Esercizi da svolgere:
**a.** Nell'articolo sul Calendario 2025 della Polizia di Stato, quale scelta cromatica caratterizza le fotografie?
**b.** Prosegui l'articolo sul Calendario 2025 della Polizia di Stato a partire dall'ultima frase riportata.

+++ Estratto del documento +++

Cristina Di Lucente
Dentro uno scatto
Le immagini che rappresentano la Polizia di Stato nel 2025 sono state realizzate dal fotografo di fama internazionale Eolo Perfido
Ancora una volta la Polizia di Stato ha scelto un maestro della fotografia, Eolo Perfido, per rappresentare, attraverso gli scatti del Calendario 2025, i reparti e le specialità che lavorano quotidianamente per la sicurezza dei cittadini e per esprimerne la vicinanza. Sono immagini che si avvicinano ai canoni della street photography e che sono nate nei luoghi dove i poliziotti operano: piani differenti che non si sovrappongono, scene che mostrano spesso un soggetto in primo piano e altri sullo sfondo a fornire il contesto di riferimento, geometrie precise che si compongono nel fotogramma, il tutto utilizzando la cifra stilistica del bianco e nero, che l’autore riconosce come più idoneo per un racconto intimo e personale. L’elemento umano è il fil rouge che lega queste foto: non mancano nelle immagini ritratti espressivi dei poliziotti che raccontano la passione e la dedizione che mettono nel proprio lavoro quotidiano. Abbiamo incontrato l’autore che ci ha parlato di questo progetto e di come sono nati gli scatti che compongono il Calendario 2025.
Sei l’autore del Calendario della Polizia per il 2025: sei rimasto sorpreso da questa richiesta?

+++ Voci +++

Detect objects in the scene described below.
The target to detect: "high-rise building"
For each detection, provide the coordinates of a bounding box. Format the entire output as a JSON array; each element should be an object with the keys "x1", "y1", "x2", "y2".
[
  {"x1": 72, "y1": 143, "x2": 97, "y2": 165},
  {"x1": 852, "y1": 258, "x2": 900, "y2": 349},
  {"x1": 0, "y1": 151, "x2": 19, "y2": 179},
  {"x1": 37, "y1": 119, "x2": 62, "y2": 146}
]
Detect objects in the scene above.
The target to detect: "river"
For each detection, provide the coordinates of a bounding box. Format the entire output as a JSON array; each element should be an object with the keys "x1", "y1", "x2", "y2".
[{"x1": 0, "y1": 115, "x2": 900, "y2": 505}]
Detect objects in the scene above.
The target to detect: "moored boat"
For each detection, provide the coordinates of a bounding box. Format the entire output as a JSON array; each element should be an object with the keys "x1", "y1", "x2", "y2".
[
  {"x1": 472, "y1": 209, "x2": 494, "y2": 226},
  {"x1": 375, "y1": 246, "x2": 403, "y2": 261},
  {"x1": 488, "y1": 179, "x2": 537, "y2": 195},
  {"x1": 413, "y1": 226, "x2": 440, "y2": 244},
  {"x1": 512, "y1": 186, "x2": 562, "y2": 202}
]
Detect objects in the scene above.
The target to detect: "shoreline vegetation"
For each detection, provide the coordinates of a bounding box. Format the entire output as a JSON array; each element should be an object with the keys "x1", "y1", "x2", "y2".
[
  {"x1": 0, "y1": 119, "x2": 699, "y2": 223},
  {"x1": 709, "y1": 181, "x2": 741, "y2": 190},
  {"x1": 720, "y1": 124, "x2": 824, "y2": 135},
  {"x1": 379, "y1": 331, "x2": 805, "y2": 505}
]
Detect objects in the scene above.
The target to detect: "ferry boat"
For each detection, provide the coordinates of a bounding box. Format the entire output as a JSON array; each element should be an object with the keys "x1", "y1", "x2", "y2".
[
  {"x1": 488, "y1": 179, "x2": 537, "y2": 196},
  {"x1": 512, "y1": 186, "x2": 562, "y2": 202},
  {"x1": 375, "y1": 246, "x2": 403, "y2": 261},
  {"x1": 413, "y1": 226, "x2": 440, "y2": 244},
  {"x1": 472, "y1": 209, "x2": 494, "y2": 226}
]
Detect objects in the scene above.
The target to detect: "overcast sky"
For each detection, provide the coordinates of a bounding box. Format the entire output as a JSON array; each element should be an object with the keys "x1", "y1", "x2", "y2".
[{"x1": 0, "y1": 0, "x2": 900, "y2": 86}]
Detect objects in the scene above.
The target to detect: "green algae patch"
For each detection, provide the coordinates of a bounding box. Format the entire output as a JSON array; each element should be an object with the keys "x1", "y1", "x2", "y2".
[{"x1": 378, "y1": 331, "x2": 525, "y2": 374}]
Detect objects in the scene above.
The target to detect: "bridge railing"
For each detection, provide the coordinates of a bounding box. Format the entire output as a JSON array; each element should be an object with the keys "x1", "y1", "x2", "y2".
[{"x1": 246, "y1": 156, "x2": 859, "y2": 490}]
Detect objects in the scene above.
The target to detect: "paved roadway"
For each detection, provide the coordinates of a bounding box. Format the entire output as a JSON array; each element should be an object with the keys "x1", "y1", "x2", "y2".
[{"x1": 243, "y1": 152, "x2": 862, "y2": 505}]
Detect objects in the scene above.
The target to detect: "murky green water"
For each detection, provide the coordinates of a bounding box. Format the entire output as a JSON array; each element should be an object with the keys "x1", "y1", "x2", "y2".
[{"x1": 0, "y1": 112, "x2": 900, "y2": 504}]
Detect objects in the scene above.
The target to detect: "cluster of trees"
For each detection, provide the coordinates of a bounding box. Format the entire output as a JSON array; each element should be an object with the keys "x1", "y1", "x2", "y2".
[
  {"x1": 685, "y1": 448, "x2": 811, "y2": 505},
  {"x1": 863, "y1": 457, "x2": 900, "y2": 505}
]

+++

Soluzioni dell'esercizio:
**a.** Il bianco e nero.

**b.**
Essere contattato è stata allo stesso tempo una grande sfida e un grande punto interrogativo: da giovane avevo indossato la divisa da carabiniere e avevo già un’idea di come potessero funzionare alcune dinamiche. Utilizzare come impianto generale i metodi e l’estetica della fotografia di strada ha significato disporre di una grande libertà espressiva. Girando per l’Italia è stato interessante, da un punto di vista creativo, poter incontrare i vari reparti che in comune avevano la missione, ma che operavano in ambiti culturali e procedurali con metodi molto diversi. Conoscere meglio la Polizia di Stato e le persone che ne fanno parte mi ha permesso di entrare anche nella loro mentalità che non è molto diversa dall’attività di un creativo. Spesso si pensa che il creativo sia quello che non ha regole: in realtà la creatività è figlia di una grande disciplina, di una grande attenzione ai dettagli e di una grande cura verso gli altri.
Hai utilizzato un approccio particolare per avvicinarti ai soggetti protagonisti?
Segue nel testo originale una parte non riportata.